/---
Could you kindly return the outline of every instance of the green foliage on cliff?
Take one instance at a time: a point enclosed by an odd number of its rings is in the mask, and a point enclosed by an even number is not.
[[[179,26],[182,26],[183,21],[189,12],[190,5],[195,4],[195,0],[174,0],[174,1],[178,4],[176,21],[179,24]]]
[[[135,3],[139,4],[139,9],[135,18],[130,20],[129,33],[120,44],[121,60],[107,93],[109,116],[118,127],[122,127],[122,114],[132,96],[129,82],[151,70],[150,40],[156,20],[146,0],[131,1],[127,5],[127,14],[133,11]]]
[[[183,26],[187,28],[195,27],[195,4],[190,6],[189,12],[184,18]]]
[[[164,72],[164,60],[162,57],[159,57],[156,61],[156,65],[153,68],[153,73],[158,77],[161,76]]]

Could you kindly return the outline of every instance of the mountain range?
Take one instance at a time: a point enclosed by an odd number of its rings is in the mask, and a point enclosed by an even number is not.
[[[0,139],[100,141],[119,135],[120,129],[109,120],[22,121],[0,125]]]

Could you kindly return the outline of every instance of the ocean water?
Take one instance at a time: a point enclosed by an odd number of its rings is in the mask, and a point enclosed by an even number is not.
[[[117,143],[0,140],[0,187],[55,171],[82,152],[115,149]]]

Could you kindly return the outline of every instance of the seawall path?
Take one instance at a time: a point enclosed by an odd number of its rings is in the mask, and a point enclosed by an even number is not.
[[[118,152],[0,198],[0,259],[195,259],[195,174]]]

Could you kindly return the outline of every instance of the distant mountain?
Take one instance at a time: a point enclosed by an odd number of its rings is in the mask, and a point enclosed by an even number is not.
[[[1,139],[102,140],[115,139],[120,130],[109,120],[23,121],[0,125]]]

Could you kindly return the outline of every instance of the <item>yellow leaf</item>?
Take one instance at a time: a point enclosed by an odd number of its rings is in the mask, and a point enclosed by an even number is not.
\---
/---
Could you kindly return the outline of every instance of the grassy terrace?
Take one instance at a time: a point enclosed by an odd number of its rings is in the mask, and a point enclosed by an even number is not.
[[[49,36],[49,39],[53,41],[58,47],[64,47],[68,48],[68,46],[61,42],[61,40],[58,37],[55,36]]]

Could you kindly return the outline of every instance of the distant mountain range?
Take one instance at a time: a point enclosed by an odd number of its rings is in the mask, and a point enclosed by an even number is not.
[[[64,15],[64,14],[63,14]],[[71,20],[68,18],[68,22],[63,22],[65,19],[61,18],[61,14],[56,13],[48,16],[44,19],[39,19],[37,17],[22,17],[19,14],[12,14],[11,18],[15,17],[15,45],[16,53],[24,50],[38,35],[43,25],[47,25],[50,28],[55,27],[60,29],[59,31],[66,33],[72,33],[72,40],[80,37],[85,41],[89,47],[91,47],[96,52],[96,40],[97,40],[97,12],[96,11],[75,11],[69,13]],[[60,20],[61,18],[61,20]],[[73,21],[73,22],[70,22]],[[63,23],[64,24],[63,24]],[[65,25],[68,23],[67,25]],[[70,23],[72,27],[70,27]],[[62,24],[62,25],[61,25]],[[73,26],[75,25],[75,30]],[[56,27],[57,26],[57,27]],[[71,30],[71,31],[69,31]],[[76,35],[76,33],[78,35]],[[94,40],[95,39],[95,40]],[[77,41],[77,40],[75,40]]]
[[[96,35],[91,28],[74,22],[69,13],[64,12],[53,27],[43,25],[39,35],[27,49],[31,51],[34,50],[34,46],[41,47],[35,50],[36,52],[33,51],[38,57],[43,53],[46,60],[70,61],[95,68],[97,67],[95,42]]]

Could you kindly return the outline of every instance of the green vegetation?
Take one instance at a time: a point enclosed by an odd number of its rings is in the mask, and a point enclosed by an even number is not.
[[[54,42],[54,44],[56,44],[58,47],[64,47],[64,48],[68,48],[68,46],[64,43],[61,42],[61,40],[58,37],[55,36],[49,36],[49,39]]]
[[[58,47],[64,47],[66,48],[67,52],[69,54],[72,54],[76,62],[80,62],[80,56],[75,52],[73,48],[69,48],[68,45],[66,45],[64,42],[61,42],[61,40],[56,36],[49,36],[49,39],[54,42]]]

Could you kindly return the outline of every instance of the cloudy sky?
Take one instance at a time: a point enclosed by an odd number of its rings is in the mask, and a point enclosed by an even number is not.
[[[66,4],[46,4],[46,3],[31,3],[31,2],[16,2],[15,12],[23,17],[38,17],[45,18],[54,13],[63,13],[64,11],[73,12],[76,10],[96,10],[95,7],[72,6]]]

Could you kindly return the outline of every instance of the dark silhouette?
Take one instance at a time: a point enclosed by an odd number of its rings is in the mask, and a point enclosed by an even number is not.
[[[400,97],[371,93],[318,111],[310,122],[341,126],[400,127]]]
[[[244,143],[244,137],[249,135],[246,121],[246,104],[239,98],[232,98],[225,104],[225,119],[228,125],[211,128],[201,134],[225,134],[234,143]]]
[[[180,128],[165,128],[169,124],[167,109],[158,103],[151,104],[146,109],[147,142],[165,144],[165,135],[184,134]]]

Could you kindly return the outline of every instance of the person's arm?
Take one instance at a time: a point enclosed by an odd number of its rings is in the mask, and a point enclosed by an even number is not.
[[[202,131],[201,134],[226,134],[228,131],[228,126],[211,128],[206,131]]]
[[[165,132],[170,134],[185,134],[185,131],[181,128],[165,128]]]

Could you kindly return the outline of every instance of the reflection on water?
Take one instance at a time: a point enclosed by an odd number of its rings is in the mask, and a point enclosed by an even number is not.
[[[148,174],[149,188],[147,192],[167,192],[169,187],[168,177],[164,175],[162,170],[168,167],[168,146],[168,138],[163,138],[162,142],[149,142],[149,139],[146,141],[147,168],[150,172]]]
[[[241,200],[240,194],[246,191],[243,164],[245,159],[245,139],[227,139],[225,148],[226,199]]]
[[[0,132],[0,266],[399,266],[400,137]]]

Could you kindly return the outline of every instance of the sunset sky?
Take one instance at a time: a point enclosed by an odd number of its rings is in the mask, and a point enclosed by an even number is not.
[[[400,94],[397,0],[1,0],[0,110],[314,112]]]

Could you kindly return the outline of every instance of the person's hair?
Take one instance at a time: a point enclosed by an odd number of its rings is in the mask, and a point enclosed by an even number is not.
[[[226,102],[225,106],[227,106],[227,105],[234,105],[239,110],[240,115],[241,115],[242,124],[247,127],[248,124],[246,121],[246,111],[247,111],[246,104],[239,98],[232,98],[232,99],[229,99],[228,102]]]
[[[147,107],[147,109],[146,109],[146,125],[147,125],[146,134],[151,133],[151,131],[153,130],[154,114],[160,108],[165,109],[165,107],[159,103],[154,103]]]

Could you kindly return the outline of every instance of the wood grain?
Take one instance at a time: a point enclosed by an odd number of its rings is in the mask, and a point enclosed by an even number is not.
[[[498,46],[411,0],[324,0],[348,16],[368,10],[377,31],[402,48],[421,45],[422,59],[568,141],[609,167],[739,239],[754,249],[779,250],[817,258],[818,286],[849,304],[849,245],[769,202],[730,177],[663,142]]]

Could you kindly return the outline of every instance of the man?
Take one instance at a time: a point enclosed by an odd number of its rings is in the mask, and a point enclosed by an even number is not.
\---
Count the lines in the rows above that contain the word "distant", and reply with that number alone.

Reply: 2